--- BEGIN Listed entries ---

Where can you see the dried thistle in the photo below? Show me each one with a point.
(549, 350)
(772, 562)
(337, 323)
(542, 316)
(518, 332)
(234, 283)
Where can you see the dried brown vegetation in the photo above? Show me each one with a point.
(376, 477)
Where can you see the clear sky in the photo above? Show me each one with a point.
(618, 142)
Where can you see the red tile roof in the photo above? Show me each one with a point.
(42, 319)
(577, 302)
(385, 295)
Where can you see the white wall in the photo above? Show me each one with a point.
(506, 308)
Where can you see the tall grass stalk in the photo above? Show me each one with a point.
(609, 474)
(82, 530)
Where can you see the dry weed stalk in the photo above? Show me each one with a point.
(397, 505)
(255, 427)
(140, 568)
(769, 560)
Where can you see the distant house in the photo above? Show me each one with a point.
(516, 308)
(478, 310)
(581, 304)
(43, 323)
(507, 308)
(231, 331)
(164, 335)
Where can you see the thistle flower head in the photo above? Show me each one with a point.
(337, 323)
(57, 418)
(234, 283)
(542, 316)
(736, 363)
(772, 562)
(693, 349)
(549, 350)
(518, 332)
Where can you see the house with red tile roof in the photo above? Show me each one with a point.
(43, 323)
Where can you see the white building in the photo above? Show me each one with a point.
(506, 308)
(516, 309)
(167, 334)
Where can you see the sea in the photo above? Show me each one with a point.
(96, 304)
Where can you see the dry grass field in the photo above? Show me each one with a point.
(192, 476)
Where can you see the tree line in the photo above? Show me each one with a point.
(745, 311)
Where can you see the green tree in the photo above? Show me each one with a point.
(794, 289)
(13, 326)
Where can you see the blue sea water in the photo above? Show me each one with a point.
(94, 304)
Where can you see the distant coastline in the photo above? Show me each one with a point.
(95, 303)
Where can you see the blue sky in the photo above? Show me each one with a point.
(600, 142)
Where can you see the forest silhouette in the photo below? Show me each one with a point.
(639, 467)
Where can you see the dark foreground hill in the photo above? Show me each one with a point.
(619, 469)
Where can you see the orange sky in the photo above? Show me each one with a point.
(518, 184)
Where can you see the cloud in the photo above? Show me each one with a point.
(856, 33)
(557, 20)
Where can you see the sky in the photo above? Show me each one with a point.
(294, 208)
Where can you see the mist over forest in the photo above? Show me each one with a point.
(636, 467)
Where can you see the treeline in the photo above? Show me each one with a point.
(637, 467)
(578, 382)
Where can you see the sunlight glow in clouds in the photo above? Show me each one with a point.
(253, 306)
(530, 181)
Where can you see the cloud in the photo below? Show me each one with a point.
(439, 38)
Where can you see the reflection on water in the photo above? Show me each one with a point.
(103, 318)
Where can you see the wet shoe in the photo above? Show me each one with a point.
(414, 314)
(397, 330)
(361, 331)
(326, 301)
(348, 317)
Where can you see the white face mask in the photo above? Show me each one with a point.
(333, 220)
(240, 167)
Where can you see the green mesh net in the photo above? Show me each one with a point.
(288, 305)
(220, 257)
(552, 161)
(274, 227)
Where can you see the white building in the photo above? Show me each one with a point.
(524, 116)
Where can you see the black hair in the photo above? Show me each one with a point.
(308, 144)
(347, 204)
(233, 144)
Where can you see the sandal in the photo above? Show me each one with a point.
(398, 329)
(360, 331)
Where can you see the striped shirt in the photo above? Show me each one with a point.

--- END Listed entries ---

Write out the material from the first line to the last, exactly.

- _Answer_:
Where can you see the dried thistle in the photo below? Show me each one with a point.
(549, 350)
(772, 562)
(337, 323)
(542, 316)
(518, 332)
(234, 283)
Where can you see the dried brown vegetation in the photo above? Show me each one with a point.
(376, 477)
Where can you see the clear sky in the photo above? Show me each one with a point.
(618, 142)
Where can you see the red tile roof in the photo above? Show me each one with a point.
(42, 319)
(577, 302)
(385, 295)
Where can you see the white wall in the photo above? Show me each one with a point.
(506, 308)
Where can you see the tall grass stalk in the photo above? Show me each one with a point.
(609, 474)
(82, 530)
Where can you see the dry weed stalk in the photo above? Show me each one with a point.
(397, 505)
(255, 427)
(140, 568)
(769, 560)
Where can you see the distant house in the photo above? Show me each one with a point.
(516, 308)
(478, 310)
(581, 304)
(43, 323)
(507, 308)
(231, 331)
(164, 335)
Where can you see the thistle flower head in the photo above? Show me each one with a point.
(337, 323)
(57, 418)
(234, 283)
(542, 316)
(736, 363)
(772, 562)
(693, 349)
(549, 350)
(518, 332)
Where can you see the house with red tile roof in the photo above? Show me each one with a point.
(43, 323)
Where can you see the white building in the photo above? Show me each one with a point.
(506, 308)
(516, 309)
(167, 334)
Where can you see the sea in the photo above? Show me each one with a point.
(96, 304)
Where can you see the dry grass field in the photo above? Show me each one with a point.
(192, 476)
Where can you see the tree line in the photo above? Show me each one with a point.
(745, 311)
Where can you see the green tree in the photo above? Show me each one with a point.
(794, 289)
(13, 326)
Where can you see the blue sea water in the photo above? Show me each one with a point.
(94, 304)
Where can you see the distant coastline in the photo above? Show me each one with a point.
(95, 303)
Where can you see the blue sky in the photo above? Show me each one with a point.
(600, 142)
Where can you see the forest silhouette in the photo below? Show me each one with a point.
(639, 467)
Where can you see the dark foreground hill in the photo above? Show me each one with a point.
(619, 469)
Where can you see the orange sky in the photo above? Show me each one with a point.
(518, 184)
Where can you see the cloud in the photo above? Show me each one with a point.
(856, 33)
(557, 20)
Where can you see the sky in the photo above? Show me each one with a point.
(294, 208)
Where can you see the mist over forest in the photo above? Show me each one with a point.
(636, 467)
Where can you see the treeline in the photo above? Show me each one with a point.
(637, 467)
(578, 382)
Where can you see the sunlight glow in clouds in the photo above? Show me each one with a point.
(253, 306)
(530, 181)
Where can you see the cloud in the photo below? Show me each one with a point.
(439, 38)
Where can you see the reflection on water in the photo above? Show me each one with a point.
(103, 318)
Where can you see the wet shoe in the photo above? Show me each one with a point.
(414, 314)
(397, 330)
(361, 331)
(326, 301)
(348, 317)
Where can you see the white face mask in the photo above? Show me each one with a point.
(333, 220)
(240, 167)
Where can you see the green mesh net in the photo above? Show me each one with a point.
(288, 305)
(220, 257)
(552, 161)
(274, 227)
Where can you see the white building in the photo above? Show me each one with a point.
(524, 116)
Where can you see the black hair in the photo above? Show me each one with a point.
(308, 144)
(347, 204)
(233, 144)
Where can you see the sandal in the photo above? Show me each one with a point.
(398, 329)
(360, 331)
Where can you see the striped shirt in the photo above? Show me each one with a point.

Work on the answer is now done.